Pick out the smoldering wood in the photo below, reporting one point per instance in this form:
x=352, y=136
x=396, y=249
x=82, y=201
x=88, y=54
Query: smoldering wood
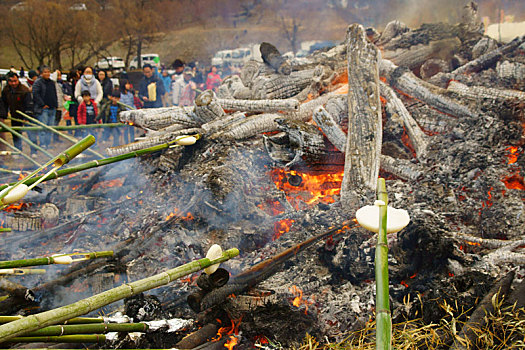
x=416, y=55
x=267, y=106
x=395, y=106
x=511, y=70
x=271, y=56
x=402, y=168
x=207, y=107
x=330, y=128
x=477, y=93
x=404, y=80
x=249, y=127
x=487, y=60
x=363, y=147
x=150, y=142
x=477, y=319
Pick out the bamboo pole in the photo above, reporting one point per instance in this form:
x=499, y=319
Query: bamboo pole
x=76, y=320
x=90, y=328
x=77, y=338
x=25, y=139
x=55, y=259
x=383, y=317
x=21, y=153
x=47, y=318
x=97, y=163
x=67, y=137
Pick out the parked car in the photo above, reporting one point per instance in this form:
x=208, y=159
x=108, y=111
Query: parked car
x=110, y=63
x=150, y=58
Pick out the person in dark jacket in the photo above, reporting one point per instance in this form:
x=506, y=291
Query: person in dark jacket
x=17, y=97
x=45, y=103
x=107, y=85
x=109, y=114
x=151, y=88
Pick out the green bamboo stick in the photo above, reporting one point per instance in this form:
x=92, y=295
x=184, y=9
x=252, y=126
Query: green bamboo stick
x=25, y=139
x=77, y=338
x=51, y=317
x=21, y=153
x=56, y=259
x=96, y=163
x=65, y=127
x=383, y=317
x=91, y=328
x=75, y=320
x=67, y=137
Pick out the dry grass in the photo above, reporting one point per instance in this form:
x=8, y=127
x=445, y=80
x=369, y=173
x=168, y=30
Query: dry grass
x=503, y=329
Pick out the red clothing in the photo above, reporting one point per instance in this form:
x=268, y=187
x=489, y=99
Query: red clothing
x=213, y=81
x=81, y=113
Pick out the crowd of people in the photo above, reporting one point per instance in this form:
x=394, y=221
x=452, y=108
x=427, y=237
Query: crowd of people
x=88, y=98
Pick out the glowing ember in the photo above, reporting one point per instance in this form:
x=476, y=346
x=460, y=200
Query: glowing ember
x=307, y=188
x=281, y=227
x=513, y=154
x=110, y=183
x=299, y=300
x=514, y=181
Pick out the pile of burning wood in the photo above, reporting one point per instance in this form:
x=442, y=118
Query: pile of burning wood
x=285, y=153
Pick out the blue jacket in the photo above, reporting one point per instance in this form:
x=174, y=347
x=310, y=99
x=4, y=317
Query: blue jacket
x=143, y=91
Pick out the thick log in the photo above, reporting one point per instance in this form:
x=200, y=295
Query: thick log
x=489, y=59
x=266, y=106
x=416, y=55
x=150, y=142
x=207, y=108
x=249, y=127
x=395, y=106
x=404, y=80
x=477, y=93
x=363, y=147
x=331, y=128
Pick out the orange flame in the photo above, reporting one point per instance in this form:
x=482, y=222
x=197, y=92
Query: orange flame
x=299, y=300
x=313, y=188
x=281, y=227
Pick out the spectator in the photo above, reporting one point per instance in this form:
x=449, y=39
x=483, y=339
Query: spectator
x=151, y=88
x=32, y=76
x=45, y=103
x=107, y=84
x=89, y=83
x=213, y=80
x=87, y=110
x=166, y=80
x=109, y=114
x=127, y=97
x=17, y=97
x=184, y=89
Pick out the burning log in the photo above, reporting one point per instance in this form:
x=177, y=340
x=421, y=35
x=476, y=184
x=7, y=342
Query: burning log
x=47, y=318
x=67, y=137
x=364, y=139
x=404, y=80
x=26, y=140
x=55, y=259
x=477, y=93
x=249, y=278
x=266, y=106
x=476, y=321
x=207, y=107
x=396, y=107
x=158, y=140
x=271, y=56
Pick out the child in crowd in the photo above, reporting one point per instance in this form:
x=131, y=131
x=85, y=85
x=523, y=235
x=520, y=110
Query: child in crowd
x=87, y=111
x=109, y=114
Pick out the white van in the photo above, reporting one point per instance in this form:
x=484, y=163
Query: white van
x=150, y=58
x=110, y=63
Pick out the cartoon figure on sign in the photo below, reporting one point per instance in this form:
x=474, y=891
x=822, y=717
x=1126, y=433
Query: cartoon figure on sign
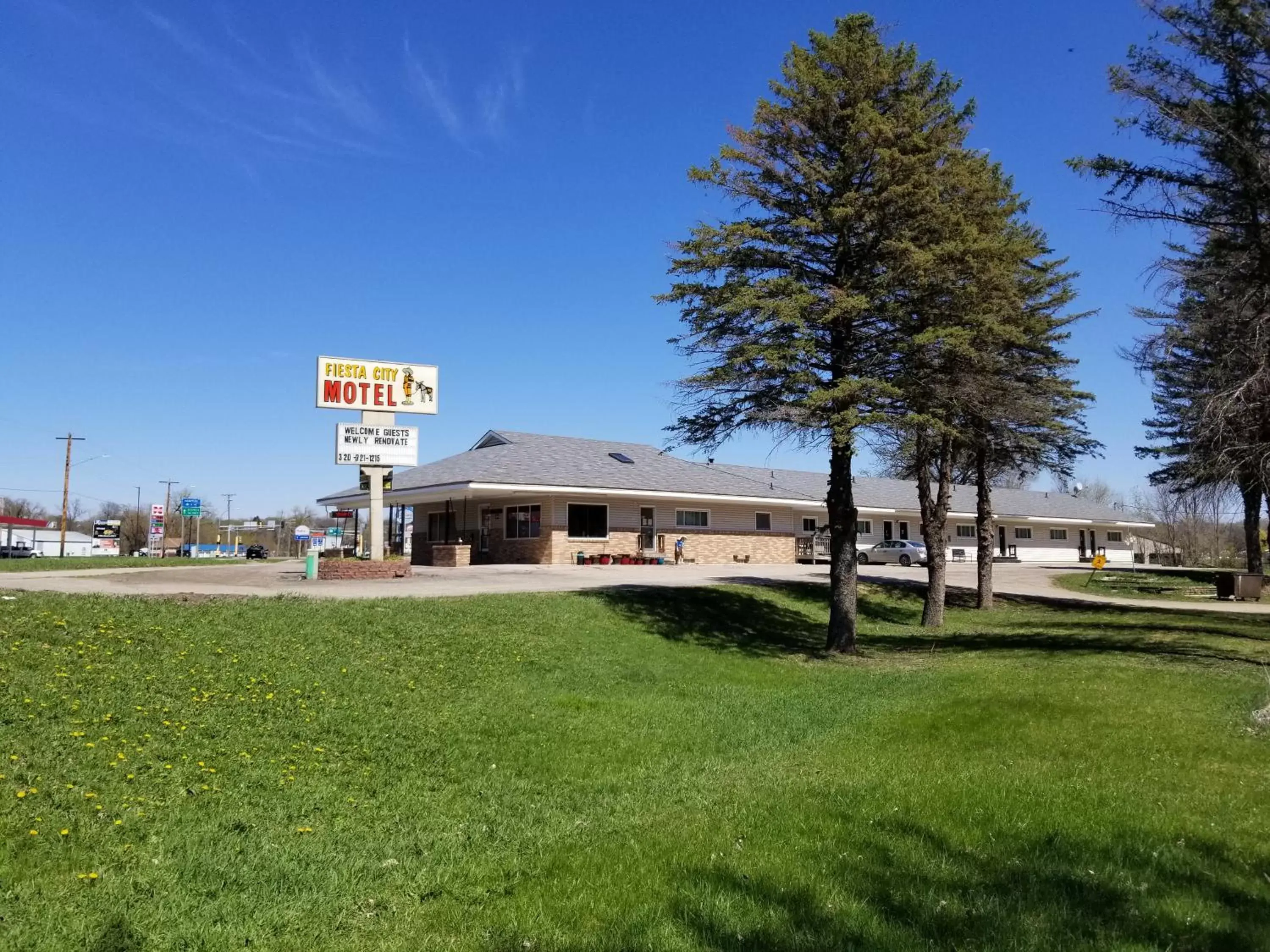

* * * * *

▶ _What you have to do_:
Can you copy out every one of the rows above verbatim, leaving the pictures out?

▶ _Response_:
Pick out the smoldering wood in the photo below, reporting one point per instance in this form:
x=352, y=136
x=396, y=249
x=82, y=201
x=88, y=54
Query: smoldering wood
x=416, y=55
x=267, y=106
x=395, y=106
x=511, y=70
x=271, y=56
x=402, y=168
x=207, y=107
x=330, y=128
x=477, y=93
x=404, y=80
x=249, y=127
x=487, y=60
x=363, y=147
x=150, y=142
x=477, y=319
Pick out the bamboo pole in the photo above, reporting one point per instance in this form:
x=499, y=319
Query: bamboo pole
x=76, y=320
x=90, y=328
x=77, y=338
x=25, y=139
x=55, y=259
x=383, y=317
x=21, y=153
x=47, y=318
x=97, y=163
x=67, y=137
Pick out the parked car in the photo above, reporting one point per instance in this form:
x=208, y=159
x=108, y=111
Query: parked car
x=110, y=63
x=150, y=58
Pick out the person in dark jacket in the photo above, reporting one point per instance in this form:
x=506, y=291
Query: person in dark jacket
x=17, y=97
x=45, y=103
x=107, y=85
x=109, y=114
x=151, y=88
Pick out the green bamboo stick in the photo above, reporting one point per instance in this form:
x=92, y=295
x=184, y=9
x=252, y=126
Query: green bamboo stick
x=25, y=139
x=77, y=338
x=51, y=317
x=21, y=153
x=56, y=259
x=96, y=163
x=65, y=127
x=383, y=317
x=91, y=328
x=75, y=320
x=67, y=137
Pick out the dry grass in the photo above, reporting one point per instance in this form:
x=8, y=127
x=445, y=80
x=369, y=173
x=168, y=30
Query: dry grass
x=503, y=329
Pick out the red clothing in the photo above, reporting one point per instance in this form:
x=268, y=187
x=489, y=99
Query: red clothing
x=213, y=81
x=81, y=113
Pick out the crowd of people in the photo above, reporting one point per instance in this form:
x=394, y=221
x=452, y=108
x=427, y=237
Query: crowd of people
x=88, y=98
Pick out the glowing ember in the photo above, reporting one point per instance in this form:
x=476, y=346
x=460, y=200
Query: glowing ember
x=307, y=188
x=281, y=227
x=513, y=154
x=110, y=183
x=299, y=300
x=514, y=181
Pick out the pile of burning wood in the photo above, reporting one point per instance in this form:
x=442, y=118
Query: pile of burning wood
x=285, y=153
Pick out the blue jacket in the photo above, reporting one point per instance in this form:
x=174, y=347
x=310, y=99
x=4, y=317
Query: blue jacket
x=143, y=91
Pick out the thick log in the photo above, reporting one point per instance in this form:
x=200, y=295
Query: thick log
x=489, y=59
x=266, y=106
x=416, y=55
x=150, y=142
x=207, y=108
x=249, y=127
x=395, y=106
x=404, y=80
x=477, y=93
x=363, y=147
x=331, y=128
Pick out the orange flame in the photo above, reporting one point per instance in this form:
x=482, y=222
x=197, y=92
Query: orange flame
x=299, y=300
x=313, y=188
x=281, y=227
Pick out the spectator in the photo above, reporting one point per instance in this form:
x=449, y=39
x=483, y=339
Query: spectator
x=151, y=88
x=32, y=76
x=45, y=103
x=107, y=84
x=89, y=83
x=213, y=80
x=87, y=110
x=166, y=80
x=109, y=114
x=127, y=97
x=17, y=97
x=184, y=89
Pick out the burning log in the photo above, reporting one point per instance in this form:
x=177, y=340
x=421, y=35
x=476, y=184
x=7, y=342
Query: burning log
x=47, y=318
x=67, y=137
x=364, y=139
x=404, y=80
x=26, y=140
x=55, y=259
x=477, y=93
x=249, y=278
x=266, y=106
x=476, y=321
x=207, y=107
x=396, y=107
x=158, y=140
x=271, y=56
Pick out the child in crowd in the photo above, reporting one point per instance in this form:
x=131, y=131
x=85, y=85
x=523, y=235
x=520, y=110
Query: child in crowd
x=87, y=111
x=109, y=114
Pick out the white van in the photo above, reporting one point per instance in this form:
x=484, y=163
Query: white van
x=150, y=58
x=110, y=63
Pick out the cartoon figure on sign in the photo below, reporting one point per instance in this form:
x=474, y=891
x=822, y=717
x=1126, y=433
Query: cartoon figure on sign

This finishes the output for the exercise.